[start of Source extract]
I made up a new word for the state of today's weather ... bbrriness.

December 18th

I'm watching a movie starring two of my favorite classic actors, Cary Grant and Jimmy Stewart, "The Philadelphia Story."

December 18th

We had a lovely Christmas cantata yesterday. The worship team proceeded down the aisle with electric candles. One of the little girls in church dressed as an angel and sat by the manger scene with a little lamb puppet. We sang with a a combination of CD accompaniment and live piano. We even had a small brass section, two trumpets and one saxophone, playing for the processional, recessional, Christmas carol singalong section of the program and in the foyer before and after the concert. Hot chocolate and cookies were served. It was all lovely. One friend commented (slightly paraphrased), "You know how you are watching a Christmas movie and everything is so cozy, and you wish you were there? I felt like I was in a Christmas movie. I was there."
[end of Source extract]
[start of Record excerpts]
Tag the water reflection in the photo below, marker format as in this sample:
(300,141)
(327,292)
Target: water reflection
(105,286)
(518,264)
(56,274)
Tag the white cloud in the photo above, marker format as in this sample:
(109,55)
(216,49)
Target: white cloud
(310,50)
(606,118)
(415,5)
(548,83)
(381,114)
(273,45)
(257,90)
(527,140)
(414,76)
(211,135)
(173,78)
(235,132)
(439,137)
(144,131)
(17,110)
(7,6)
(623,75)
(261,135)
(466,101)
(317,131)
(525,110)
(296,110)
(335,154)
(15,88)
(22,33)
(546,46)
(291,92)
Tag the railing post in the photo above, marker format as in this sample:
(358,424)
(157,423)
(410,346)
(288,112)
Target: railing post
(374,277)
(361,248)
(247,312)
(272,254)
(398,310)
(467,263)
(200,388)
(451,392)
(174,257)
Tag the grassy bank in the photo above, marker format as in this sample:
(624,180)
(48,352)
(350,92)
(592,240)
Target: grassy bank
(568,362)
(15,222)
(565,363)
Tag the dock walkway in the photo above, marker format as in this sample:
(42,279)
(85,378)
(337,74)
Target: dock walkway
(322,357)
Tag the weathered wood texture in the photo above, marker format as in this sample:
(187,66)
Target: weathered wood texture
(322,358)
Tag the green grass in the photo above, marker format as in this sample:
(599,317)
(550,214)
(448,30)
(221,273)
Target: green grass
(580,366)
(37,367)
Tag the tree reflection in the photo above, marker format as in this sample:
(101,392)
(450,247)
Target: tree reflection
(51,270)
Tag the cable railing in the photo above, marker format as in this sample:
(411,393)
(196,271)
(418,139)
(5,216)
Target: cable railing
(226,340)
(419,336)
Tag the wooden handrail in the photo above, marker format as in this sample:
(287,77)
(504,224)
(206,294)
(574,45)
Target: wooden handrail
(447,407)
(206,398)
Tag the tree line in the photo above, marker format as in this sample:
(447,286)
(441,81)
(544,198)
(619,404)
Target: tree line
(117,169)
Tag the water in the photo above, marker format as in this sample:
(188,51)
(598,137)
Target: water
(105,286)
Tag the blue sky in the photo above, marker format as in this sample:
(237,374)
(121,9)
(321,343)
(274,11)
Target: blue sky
[end of Record excerpts]
Continue the December diary entries, picking up right after the friend's remark about feeling like she was in a Christmas movie.

December 19th

I've been enjoying reading friends' posts about their Christmas baking. Yesterday, I baked peanut butter blossom cookies with Hershey kisses. Today, I hope to make gingerbread men with a new Kitchen Aid mixer.

December 20th

I just made some gingersnaps for Christmas. I tried out a recipe from a food blogger and adapted it slightly with some seasoning ideas from an Alton Brown recipe. These have a combination of fresh grated ginger and minced crystallized ginger instead of ground ginger. Mom, Dad and I all taste tested them and decided they are pretty good. I added a half cup flour to one half of the dough for making gingerbread boys tomorrow.


Tuesday, December 6, 2016

Life Update:Transition, a New Project and Book News


So, I've been neglecting this blog and even Google + for a while now. I'm hoping that will change very soon once things start settling into a new pattern. My life has been going through some change, good change ultimately.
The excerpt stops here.